Die Fahrt über die Küstenstraße erledigt sich aber leider nach wenigen Kilometern; es wird ekelhaft kalt mit einem starken Westwind, das Gespann auf der Straße zu halten ist mühsame Arbeit. Deshalb bleiben wir auf den Hauptstraßen und fahren über Sligo direkt nach Westport. Teilweise muß ich im dritten Gang fahren, so stürmt es.
Bei strahlendem Sonnenschein gehts anderntags weiter, wir wollen die wilde Schönheit Connemaras erleben. Das Erleben fällt nach der Kaffeepause am Mittag im wahrsten Sinne des Wortes ins Wasser. Es gießt wieder mal in Strömen und die einzige Unterbrechung, die wir auf dem küzesten Weg nach Galway erleben, besteht darin, daß beim Gespann schon wieder Sprit nachgekippt werden muß. In solchen Momenten, wenn ich im Regen stehe und Benzin nachleere, wünsche ich mir meine alte Gummikuh mit dem 43-Liter-Tank zurück...
Galway ist eine quirlige und ständig vollgestopfte Universitätsstadt, in der immer irgendwas los ist. Dieses Mal wollen wir nur kurz ein paar Einkäufe tätigen und uns dann wieder in die Pampa verziehen, obwohl der Samstagabend in Galway erlebenswert ist.
Kaum haben wir die Mopeds auf einem gebührenpflichtigen Parkplatz stehenlassen, kommt die Sonne raus und es wird bollenwarm...Im Schweiße unserer Mopedklamotten machen wir unsere Besorgungen.
::::
### [Ziel a]
Stelle die Zeilen aller Datensätze als JSON-Liste von Zeichenketten dar, eine Zeichenkette pro Zeile und ohne Leerzeilen. Die Bilder gehören nicht in die Antwort.
Der Auszug und die Datensätze haben unterschiedliche Herkunft.
::::
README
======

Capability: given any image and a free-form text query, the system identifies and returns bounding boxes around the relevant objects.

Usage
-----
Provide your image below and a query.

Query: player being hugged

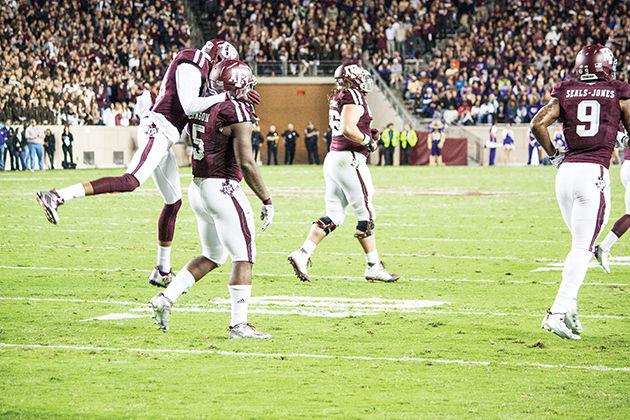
::::
### [Ziel b]
Ersetze „Sonne“ durch „Mittagssonne“ und gib den Abschnitt des Auszugs zwischen „Kaum haben wir“ und „wir unsere Besorgungen.“ einschließlich mit dieser Änderung wieder.

### [Schriftliche Lösung a]
[
  "README",
  "======",
  "Capability: given any image and a free-form text query, the system identifies and returns bounding boxes around the relevant objects.",
  "Usage",
  "-----",
  "Provide your image below and a query.",
  "Query: player being hugged"
]

### [Schriftliche Lösung b]
Kaum haben wir die Mopeds auf einem gebührenpflichtigen Parkplatz stehenlassen, kommt die Mittagssonne raus und es wird bollenwarm...Im Schweiße unserer Mopedklamotten machen wir unsere Besorgungen.